◆ **About this task**
Search term "rough": please copy every line of the records below that contains it.
═════ Supplied records
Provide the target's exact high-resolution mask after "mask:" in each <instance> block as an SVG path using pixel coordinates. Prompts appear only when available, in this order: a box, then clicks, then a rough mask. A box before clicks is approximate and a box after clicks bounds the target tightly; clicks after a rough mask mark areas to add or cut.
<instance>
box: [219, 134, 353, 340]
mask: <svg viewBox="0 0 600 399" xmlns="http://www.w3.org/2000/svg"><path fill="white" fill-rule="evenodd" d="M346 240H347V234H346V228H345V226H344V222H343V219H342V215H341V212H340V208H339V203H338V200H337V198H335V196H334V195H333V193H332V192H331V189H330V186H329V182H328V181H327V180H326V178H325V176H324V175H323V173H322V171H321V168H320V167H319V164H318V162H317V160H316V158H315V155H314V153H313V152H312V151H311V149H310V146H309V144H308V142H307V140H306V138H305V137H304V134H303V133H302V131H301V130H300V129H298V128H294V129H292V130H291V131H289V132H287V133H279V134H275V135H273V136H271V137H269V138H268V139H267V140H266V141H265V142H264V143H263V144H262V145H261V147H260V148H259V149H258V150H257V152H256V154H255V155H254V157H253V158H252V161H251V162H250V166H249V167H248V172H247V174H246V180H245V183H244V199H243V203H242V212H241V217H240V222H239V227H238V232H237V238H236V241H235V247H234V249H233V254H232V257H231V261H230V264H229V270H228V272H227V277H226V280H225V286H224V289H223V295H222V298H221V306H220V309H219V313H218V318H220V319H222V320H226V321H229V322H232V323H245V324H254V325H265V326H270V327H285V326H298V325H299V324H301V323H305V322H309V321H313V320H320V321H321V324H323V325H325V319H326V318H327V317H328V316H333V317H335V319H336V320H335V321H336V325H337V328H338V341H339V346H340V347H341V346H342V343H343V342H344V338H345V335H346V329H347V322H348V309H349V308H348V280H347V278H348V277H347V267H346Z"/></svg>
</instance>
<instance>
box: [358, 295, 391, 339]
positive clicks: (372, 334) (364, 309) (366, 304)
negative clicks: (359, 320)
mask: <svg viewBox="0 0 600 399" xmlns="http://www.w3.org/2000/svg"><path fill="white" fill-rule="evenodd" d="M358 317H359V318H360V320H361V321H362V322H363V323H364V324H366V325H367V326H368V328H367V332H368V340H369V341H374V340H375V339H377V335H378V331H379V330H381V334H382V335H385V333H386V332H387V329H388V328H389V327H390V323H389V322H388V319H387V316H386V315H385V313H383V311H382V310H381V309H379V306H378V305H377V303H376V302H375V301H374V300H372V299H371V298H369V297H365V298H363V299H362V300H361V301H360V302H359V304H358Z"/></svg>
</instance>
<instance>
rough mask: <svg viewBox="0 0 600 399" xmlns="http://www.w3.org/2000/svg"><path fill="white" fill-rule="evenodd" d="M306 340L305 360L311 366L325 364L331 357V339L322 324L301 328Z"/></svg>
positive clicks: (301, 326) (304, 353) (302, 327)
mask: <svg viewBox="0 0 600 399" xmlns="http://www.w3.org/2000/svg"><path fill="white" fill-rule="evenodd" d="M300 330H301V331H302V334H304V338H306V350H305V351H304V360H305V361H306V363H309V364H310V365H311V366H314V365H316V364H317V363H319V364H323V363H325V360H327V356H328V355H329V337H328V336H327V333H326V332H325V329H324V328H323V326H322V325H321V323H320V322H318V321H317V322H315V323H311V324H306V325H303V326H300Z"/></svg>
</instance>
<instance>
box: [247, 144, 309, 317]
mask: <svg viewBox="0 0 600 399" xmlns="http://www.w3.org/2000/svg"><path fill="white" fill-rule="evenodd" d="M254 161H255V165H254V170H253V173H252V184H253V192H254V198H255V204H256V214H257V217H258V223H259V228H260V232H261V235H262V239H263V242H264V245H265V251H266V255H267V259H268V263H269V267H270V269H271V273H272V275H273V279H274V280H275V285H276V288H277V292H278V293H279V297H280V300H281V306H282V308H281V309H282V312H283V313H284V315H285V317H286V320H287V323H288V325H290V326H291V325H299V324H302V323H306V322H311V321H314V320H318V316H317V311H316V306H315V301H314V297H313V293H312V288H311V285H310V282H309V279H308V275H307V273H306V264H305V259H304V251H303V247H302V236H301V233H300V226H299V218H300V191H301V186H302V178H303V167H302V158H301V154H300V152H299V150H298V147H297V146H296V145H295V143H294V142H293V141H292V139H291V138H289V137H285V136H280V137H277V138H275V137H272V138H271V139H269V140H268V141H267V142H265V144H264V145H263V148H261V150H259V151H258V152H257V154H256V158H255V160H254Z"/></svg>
══════════
◆ **Response**
Provide the target's exact high-resolution mask after "mask:" in each <instance> block as an SVG path using pixel coordinates. Prompts appear only when available, in this order: a box, then clicks, then a rough mask. A box before clicks is approximate and a box after clicks bounds the target tightly; clicks after a rough mask mark areas to add or cut.
rough mask: <svg viewBox="0 0 600 399" xmlns="http://www.w3.org/2000/svg"><path fill="white" fill-rule="evenodd" d="M306 340L305 360L311 366L325 364L331 357V339L322 324L301 328Z"/></svg>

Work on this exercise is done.